**Requirement 1**
Using the article on the banned COVID reports, decide whether each statement agrees with it, answering yes or no and quoting the words that settle it: (a) the online archive held up to 600 censored and deleted articles; (b) Chen and Cai each received a 15-month jail term; (c) Liang Xiaojun was permitted to represent Chen.
**Requirement 2**
According to the article on the banned COVID reports, on what date did the Chaoyang District People's Court rule that Chen and Cai were guilty?
**Requirement 3**
Print the part of the article on the banned COVID reports from "Their repository grew" to "director Ai Fen.".

**Extract provided**
Two Chinese researchers were taken by CCP police in April 2020 for archiving COVID articles banned by the communist government.

A pair of Chinese computer coders by the names of Chen Mei and Cai Wei collected COVID reports banned by the Chinese Communist Party (CCP) in 2020, posting the reports to their Terminus2049 page on Github.

Their repository grew to contain up to 600 pieces of censored and deleted articles about the early weeks of the COVID pandemic in China. The archive of COVID articles banned by the CCP included a eulogy for late whistleblowing Wuhan doctor Li Wenliang, and an interview with former Wuhan Central Hospital ER director Ai Fen.

According to Radio Free Asia, the two Chinese researchers were accused of indictment upon the discovery of their online repository of COVID reports banned by the CCP. They were captured by the Chinese police in April and initially held under "residential surveillance at a designated location (RSDL)" despite not having engaged in illegal activities that threatened national security. On August 13, the Chaoyang District People's Court ruled that Chen and Cai were guilty of "picking quarrels and stirring up trouble," a case often slapped against peaceful protesters of the communist regime.

The 28 year old Chen and 27 year old Cai were ordered jail time of 15 months each and were allocated "defense" attorneys by the Chinese government. Liang Xiaojun, a human rights attorney who was hired by Chen's family, was prohibited from acting for his client.

**Information shown**
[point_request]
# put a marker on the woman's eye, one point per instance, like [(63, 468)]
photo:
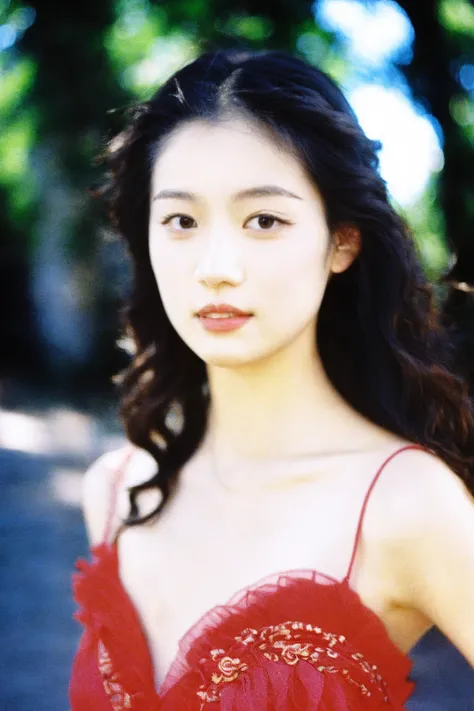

**Answer area 1**
(a) Yes: "Their repository grew to contain up to 600 pieces of censored and deleted articles"
(b) Yes: "were ordered jail time of 15 months each"
(c) No: "was prohibited from acting for his client"

**Answer area 2**
August 13.

**Answer area 3**
Their repository grew to contain up to 600 pieces of censored and deleted articles about the early weeks of the COVID pandemic in China. The archive of COVID articles banned by the CCP included a eulogy for late whistleblowing Wuhan doctor Li Wenliang, and an interview with former Wuhan Central Hospital ER director Ai Fen.